_ТЕКСТ ДЛЯ ЧТЕНИЯ_
☆ ☆ ☆ ☆
Впрочем, более важности и интереса, чем указанное явление, в котором выражается наклонность партий хотя бы несколько сближаться в решении частного вопроса о Символе, имеют общие взгляды одной партии на другую и та оценка, какой подвергает одна партия другую, когда каждая из них старается оценивать другую партию в целом с ее идеалами и стремлениями. Разумеется, нельзя ожидать, чтобы одна партия при этом говорила комплименты другой.

Партия консервативная, к которой принадлежат защитники Символа, очень сурово смотрит на партию противоположную. И прежде всего, довольно–таки горьких истин выражается по адресу главы этой последней партии, т. е. Гарнака. Гарнака враги его сравнивают с известным Эгиди, этим Л. Н. Толстым немецкого протестантства. Эгиди приписывают отвержение чудес в жизни Иисуса Христа. Ему приписывают изречение: «Все же я христианин, и даже обладаю единственно истинным христианством» (Collmann. S. 15). Гарнак, по мнению подобных его критиков, идет по тому же опасному пути, на каком стоит Эгиди. Другие критики Гарнака, применяясь к словам Христа, именуют его волком, прикрывшим себя овечьей шкурой (Taubert. S. 21). Один противник в печатном открытом письме к Гарнаку прямо говорит: «Г–н профессор, мы ничего не можем иметь с вами общего, если вы остаетесь при ваших объяснениях. Так как вы не хотите считать Христа истинным Богом, рожденным от Отца предвечно, то мы должны вашу религию объявить антихристианством, на основании слов (1 Ин. 2, 22–23): «Кто лжец, если не тот, кто отвергает, что Иисус есть Христос? Это антихрист, отвергающий Отца и Сына. Всякий отвергающий Сына не имеет и Отца, а исповедующий Сына имеет и Отца»». Другими словами, критик именует Гарнака просто антихристом (Hahn. S. 8).
☆ ☆ ☆ ☆
_Подписи к фотографиям с рамками_
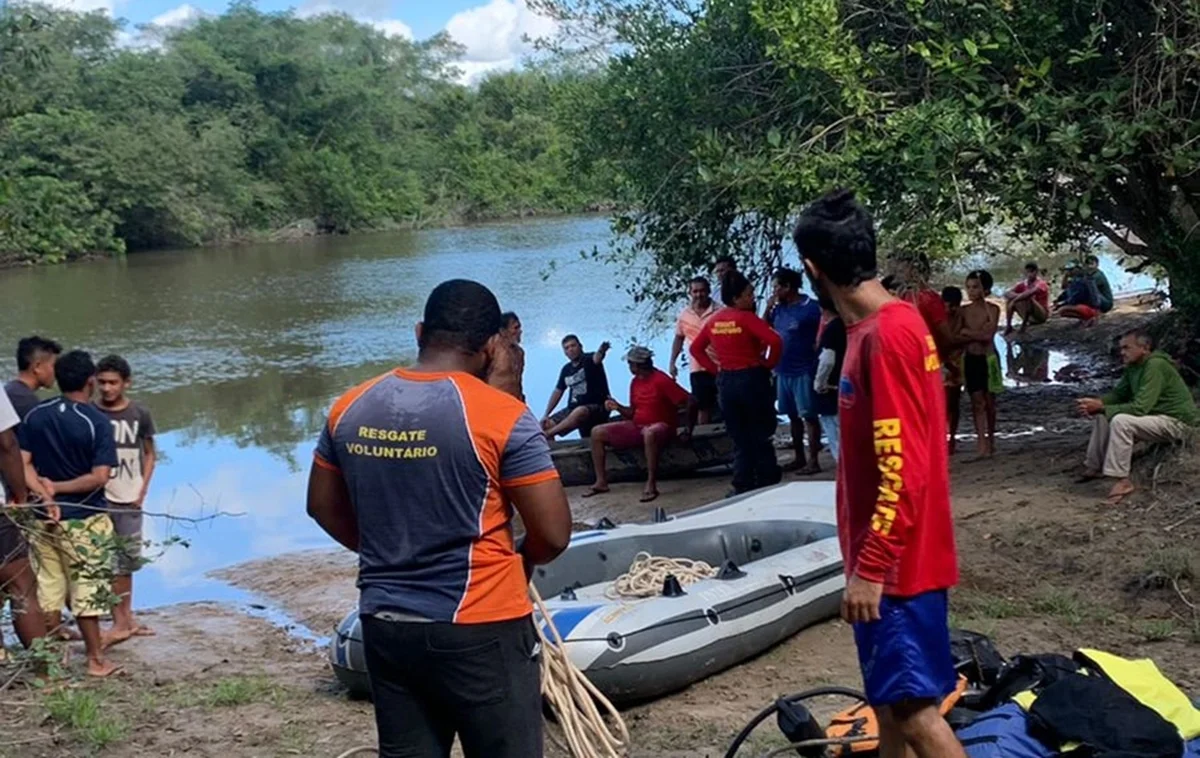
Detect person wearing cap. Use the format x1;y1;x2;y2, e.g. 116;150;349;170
309;279;571;758
690;272;784;493
583;347;695;503
1055;260;1100;326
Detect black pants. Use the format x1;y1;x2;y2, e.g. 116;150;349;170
716;368;784;492
362;616;542;758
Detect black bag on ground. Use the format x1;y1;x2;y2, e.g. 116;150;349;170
950;628;1006;687
978;652;1079;710
1030;674;1183;758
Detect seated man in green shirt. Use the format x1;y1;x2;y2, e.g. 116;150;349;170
1079;330;1200;505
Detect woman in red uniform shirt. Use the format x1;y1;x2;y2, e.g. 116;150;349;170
690;271;784;492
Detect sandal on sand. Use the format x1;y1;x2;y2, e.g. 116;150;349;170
88;666;126;679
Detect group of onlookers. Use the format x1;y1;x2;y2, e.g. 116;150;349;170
0;336;155;676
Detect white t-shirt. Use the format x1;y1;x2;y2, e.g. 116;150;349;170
0;392;20;432
0;392;20;501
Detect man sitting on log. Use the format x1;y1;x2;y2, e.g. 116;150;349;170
1079;330;1200;505
583;348;695;503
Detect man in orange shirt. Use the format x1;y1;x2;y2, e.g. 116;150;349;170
583;348;691;503
671;276;716;423
308;279;571;758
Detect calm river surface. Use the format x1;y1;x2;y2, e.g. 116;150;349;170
0;217;1153;606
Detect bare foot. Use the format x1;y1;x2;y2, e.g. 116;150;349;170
88;660;121;679
100;626;133;650
1104;479;1136;505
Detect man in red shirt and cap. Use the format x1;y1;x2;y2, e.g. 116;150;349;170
793;190;965;758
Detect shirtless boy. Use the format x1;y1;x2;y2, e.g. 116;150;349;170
959;270;1000;458
942;287;962;456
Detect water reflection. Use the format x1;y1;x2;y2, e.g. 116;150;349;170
0;218;1147;606
1004;343;1050;385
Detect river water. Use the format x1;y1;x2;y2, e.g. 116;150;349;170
0;217;1153;607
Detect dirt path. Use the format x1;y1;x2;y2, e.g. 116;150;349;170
0;304;1200;758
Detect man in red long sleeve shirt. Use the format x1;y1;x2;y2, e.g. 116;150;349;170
793;191;965;758
690;271;784;493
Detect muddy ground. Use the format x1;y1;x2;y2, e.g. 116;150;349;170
0;302;1200;758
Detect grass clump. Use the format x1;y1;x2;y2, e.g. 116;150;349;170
46;690;130;750
204;676;280;708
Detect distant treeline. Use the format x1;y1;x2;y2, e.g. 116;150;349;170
0;2;607;261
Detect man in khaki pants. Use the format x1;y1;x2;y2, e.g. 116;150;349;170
1079;330;1200;505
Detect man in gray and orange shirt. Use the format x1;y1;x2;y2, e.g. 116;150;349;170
308;279;571;758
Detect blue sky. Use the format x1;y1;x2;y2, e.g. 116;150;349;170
46;0;554;80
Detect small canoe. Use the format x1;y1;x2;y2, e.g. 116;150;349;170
550;423;733;487
329;482;845;704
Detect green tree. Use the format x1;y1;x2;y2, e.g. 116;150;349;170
551;0;1200;312
0;1;601;261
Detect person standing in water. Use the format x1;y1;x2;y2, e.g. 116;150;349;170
4;335;62;421
670;276;716;423
307;279;571;758
0;383;46;650
17;350;118;676
959;270;1000;458
1084;255;1115;313
96;355;157;645
1004;260;1050;336
792;190;966;758
487;311;524;403
812;297;846;463
690;271;784;493
766;269;821;474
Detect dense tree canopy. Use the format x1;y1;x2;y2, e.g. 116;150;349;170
0;2;609;260
546;0;1200;312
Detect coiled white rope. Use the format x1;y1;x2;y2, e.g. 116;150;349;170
338;552;718;758
529;584;629;758
605;552;718;600
337;584;629;758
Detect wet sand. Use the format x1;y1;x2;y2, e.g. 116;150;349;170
0;298;1200;758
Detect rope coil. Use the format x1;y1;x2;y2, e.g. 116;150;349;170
605;552;718;600
338;552;718;758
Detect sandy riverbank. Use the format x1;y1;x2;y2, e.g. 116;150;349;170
0;302;1200;758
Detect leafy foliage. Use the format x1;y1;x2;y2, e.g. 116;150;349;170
0;2;600;261
547;0;1200;312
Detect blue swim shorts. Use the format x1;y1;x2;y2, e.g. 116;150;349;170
854;590;958;706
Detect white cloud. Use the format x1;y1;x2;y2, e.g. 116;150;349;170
454;58;517;84
150;4;206;28
28;0;116;16
446;0;558;82
367;18;413;40
296;2;413;40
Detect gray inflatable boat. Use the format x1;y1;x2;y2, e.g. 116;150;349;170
330;482;845;703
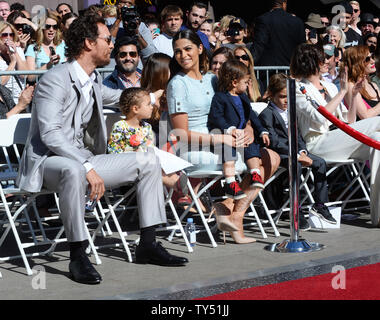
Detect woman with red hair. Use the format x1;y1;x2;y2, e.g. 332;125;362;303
341;46;380;119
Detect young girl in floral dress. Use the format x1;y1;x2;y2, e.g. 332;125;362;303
108;88;191;195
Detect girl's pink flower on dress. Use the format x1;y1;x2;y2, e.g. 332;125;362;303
129;134;141;147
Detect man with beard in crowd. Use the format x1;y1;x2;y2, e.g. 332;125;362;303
103;36;141;90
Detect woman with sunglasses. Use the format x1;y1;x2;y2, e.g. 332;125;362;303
167;30;280;243
290;44;380;227
341;45;380;119
0;21;28;103
25;12;66;80
234;46;264;102
7;10;38;50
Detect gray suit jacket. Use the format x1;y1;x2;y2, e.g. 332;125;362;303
17;63;122;192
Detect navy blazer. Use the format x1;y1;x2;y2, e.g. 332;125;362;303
259;102;307;158
207;92;266;135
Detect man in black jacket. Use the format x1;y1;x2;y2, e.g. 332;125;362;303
251;0;306;66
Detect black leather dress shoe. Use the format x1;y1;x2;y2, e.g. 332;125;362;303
69;255;102;284
136;242;189;267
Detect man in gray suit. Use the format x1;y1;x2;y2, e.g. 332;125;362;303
18;14;188;284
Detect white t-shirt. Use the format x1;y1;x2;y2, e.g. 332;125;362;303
153;33;174;57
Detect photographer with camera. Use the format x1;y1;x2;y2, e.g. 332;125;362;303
109;0;157;63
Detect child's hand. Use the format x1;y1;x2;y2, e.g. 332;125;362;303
261;134;270;147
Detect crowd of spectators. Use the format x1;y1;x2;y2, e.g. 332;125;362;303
0;0;380;243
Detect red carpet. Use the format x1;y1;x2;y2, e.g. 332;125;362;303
199;263;380;300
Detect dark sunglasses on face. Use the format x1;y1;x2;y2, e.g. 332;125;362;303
1;32;15;38
14;23;25;30
119;51;137;59
44;24;58;30
364;53;375;63
235;54;249;61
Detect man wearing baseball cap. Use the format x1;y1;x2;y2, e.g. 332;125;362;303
222;18;247;50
☆ ☆ ☆ ☆
_ЗАДАЧИ ДЛЯ РЕШЕНИЯ_
A. С кем, согласно тексту для чтения, враги Гарнака его сравнивают?
B. Пожалуйста, повторите часть текста для чтения: начните с того места, где стоят слова «Впрочем, более важности», и закончите после слов «говорила комплименты другой.».
Этот материал существует отдельно от текста для чтения.

_В ОТВЕТ_
A. С Эгиди.

B.
Впрочем, более важности и интереса, чем указанное явление, в котором выражается наклонность партий хотя бы несколько сближаться в решении частного вопроса о Символе, имеют общие взгляды одной партии на другую и та оценка, какой подвергает одна партия другую, когда каждая из них старается оценивать другую партию в целом с ее идеалами и стремлениями. Разумеется, нельзя ожидать, чтобы одна партия при этом говорила комплименты другой.